── DATA EXTRACT

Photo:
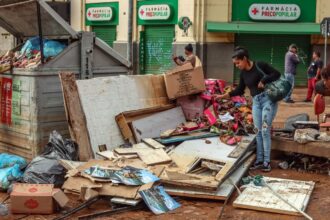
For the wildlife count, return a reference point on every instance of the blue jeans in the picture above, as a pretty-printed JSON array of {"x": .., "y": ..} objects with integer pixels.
[
  {"x": 264, "y": 112},
  {"x": 290, "y": 77}
]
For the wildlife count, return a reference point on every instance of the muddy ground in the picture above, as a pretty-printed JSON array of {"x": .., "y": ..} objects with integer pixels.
[{"x": 191, "y": 209}]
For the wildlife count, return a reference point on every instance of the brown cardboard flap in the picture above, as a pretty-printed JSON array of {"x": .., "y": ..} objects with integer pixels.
[
  {"x": 183, "y": 83},
  {"x": 179, "y": 69},
  {"x": 32, "y": 199},
  {"x": 32, "y": 189}
]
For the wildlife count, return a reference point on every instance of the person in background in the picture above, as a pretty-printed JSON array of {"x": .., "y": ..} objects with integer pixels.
[
  {"x": 313, "y": 74},
  {"x": 322, "y": 87},
  {"x": 255, "y": 75},
  {"x": 190, "y": 57},
  {"x": 291, "y": 62}
]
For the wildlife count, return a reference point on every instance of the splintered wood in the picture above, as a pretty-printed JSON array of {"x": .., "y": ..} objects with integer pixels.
[
  {"x": 241, "y": 147},
  {"x": 263, "y": 199}
]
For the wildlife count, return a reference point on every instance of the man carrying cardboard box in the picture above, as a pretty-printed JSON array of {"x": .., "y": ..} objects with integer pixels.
[{"x": 190, "y": 58}]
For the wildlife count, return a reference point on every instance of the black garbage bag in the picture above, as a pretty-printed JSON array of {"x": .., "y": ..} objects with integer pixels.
[{"x": 46, "y": 169}]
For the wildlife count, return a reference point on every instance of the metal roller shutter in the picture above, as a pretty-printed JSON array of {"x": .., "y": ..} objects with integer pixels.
[
  {"x": 158, "y": 49},
  {"x": 106, "y": 33},
  {"x": 272, "y": 49}
]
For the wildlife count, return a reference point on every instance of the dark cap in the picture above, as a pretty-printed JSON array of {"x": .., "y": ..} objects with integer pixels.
[
  {"x": 293, "y": 46},
  {"x": 189, "y": 48}
]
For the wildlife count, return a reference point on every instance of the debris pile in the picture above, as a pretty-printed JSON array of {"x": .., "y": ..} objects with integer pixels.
[
  {"x": 304, "y": 163},
  {"x": 30, "y": 56}
]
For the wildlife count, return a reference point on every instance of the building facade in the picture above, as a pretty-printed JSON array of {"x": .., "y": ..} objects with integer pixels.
[{"x": 162, "y": 28}]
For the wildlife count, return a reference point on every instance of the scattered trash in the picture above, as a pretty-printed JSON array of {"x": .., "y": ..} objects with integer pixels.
[
  {"x": 10, "y": 175},
  {"x": 7, "y": 160},
  {"x": 134, "y": 177},
  {"x": 46, "y": 168},
  {"x": 158, "y": 200},
  {"x": 226, "y": 117},
  {"x": 3, "y": 210},
  {"x": 284, "y": 196},
  {"x": 305, "y": 163},
  {"x": 35, "y": 198}
]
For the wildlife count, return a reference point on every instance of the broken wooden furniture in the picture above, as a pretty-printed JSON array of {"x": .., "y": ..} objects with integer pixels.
[
  {"x": 268, "y": 199},
  {"x": 318, "y": 149}
]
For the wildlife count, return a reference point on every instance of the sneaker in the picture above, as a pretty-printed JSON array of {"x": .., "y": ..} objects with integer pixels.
[
  {"x": 289, "y": 101},
  {"x": 256, "y": 166},
  {"x": 266, "y": 167}
]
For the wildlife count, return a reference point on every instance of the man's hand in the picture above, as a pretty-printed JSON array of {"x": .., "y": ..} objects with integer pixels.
[
  {"x": 219, "y": 97},
  {"x": 261, "y": 85}
]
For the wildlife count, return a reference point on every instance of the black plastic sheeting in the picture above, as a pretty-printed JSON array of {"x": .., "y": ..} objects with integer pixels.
[{"x": 46, "y": 169}]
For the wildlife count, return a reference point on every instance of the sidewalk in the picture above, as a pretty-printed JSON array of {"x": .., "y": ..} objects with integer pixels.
[{"x": 286, "y": 110}]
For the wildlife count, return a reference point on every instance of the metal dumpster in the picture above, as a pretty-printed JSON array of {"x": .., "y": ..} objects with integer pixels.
[{"x": 31, "y": 99}]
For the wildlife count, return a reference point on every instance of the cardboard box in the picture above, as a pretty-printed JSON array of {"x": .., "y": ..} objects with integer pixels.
[
  {"x": 32, "y": 198},
  {"x": 192, "y": 106},
  {"x": 61, "y": 199},
  {"x": 184, "y": 80},
  {"x": 36, "y": 198}
]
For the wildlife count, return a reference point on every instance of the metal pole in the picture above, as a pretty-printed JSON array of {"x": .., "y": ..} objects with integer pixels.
[
  {"x": 41, "y": 43},
  {"x": 325, "y": 42},
  {"x": 130, "y": 32}
]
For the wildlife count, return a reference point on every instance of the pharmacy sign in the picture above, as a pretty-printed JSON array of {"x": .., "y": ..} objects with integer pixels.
[
  {"x": 99, "y": 14},
  {"x": 274, "y": 12},
  {"x": 154, "y": 12}
]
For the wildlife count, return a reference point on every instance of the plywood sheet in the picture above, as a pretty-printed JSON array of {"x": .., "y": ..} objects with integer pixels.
[
  {"x": 224, "y": 191},
  {"x": 154, "y": 156},
  {"x": 75, "y": 116},
  {"x": 262, "y": 198},
  {"x": 152, "y": 143},
  {"x": 104, "y": 98},
  {"x": 153, "y": 125}
]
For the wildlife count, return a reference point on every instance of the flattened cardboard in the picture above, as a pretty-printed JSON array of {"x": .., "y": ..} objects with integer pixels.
[
  {"x": 184, "y": 80},
  {"x": 32, "y": 199}
]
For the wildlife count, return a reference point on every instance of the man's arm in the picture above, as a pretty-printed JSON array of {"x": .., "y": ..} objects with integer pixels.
[{"x": 294, "y": 58}]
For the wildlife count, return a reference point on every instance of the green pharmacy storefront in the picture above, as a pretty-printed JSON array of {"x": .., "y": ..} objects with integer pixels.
[
  {"x": 103, "y": 20},
  {"x": 158, "y": 19},
  {"x": 267, "y": 28}
]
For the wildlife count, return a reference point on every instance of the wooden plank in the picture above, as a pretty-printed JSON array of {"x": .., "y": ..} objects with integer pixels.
[
  {"x": 110, "y": 155},
  {"x": 177, "y": 178},
  {"x": 152, "y": 143},
  {"x": 75, "y": 116},
  {"x": 182, "y": 138},
  {"x": 125, "y": 118},
  {"x": 103, "y": 98},
  {"x": 126, "y": 151},
  {"x": 154, "y": 156},
  {"x": 154, "y": 125},
  {"x": 224, "y": 171},
  {"x": 262, "y": 198},
  {"x": 241, "y": 147},
  {"x": 318, "y": 149},
  {"x": 224, "y": 191}
]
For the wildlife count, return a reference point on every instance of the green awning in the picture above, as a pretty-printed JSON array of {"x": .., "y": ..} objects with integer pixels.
[{"x": 263, "y": 28}]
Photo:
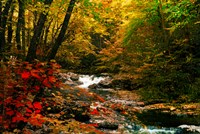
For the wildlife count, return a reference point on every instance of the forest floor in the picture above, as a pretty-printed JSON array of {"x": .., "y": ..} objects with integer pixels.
[{"x": 78, "y": 110}]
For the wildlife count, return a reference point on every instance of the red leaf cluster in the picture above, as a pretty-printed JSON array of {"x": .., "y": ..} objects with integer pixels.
[{"x": 22, "y": 81}]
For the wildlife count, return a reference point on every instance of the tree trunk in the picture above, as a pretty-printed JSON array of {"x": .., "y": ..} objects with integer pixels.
[
  {"x": 19, "y": 24},
  {"x": 63, "y": 30},
  {"x": 37, "y": 33},
  {"x": 10, "y": 29},
  {"x": 0, "y": 13},
  {"x": 4, "y": 18}
]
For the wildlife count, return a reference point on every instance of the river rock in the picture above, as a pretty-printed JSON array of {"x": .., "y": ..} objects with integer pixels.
[
  {"x": 190, "y": 129},
  {"x": 106, "y": 83}
]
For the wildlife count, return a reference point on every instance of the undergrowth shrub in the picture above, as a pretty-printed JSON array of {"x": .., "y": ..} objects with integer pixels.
[{"x": 22, "y": 86}]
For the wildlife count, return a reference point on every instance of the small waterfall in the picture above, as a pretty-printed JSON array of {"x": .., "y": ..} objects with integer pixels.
[{"x": 88, "y": 80}]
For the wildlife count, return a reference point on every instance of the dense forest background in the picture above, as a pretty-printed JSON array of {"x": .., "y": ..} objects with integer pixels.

────

## PROBLEM
Starting at the line in the records above that contains "of the small", output every line up to and including the last one, with nothing added.

## EXERCISE RESPONSE
For the wildlife count, return a reference point on every instance of the small waterfall in the picture above, as a pretty-printed JSON array of {"x": .., "y": ..} objects with integer pixels.
[{"x": 88, "y": 80}]
For the wildlife count, return a reference point on every instance of the dense forest background in the picture above, as a pretty-printed JSON array of {"x": .., "y": ..} objects with integer pixels.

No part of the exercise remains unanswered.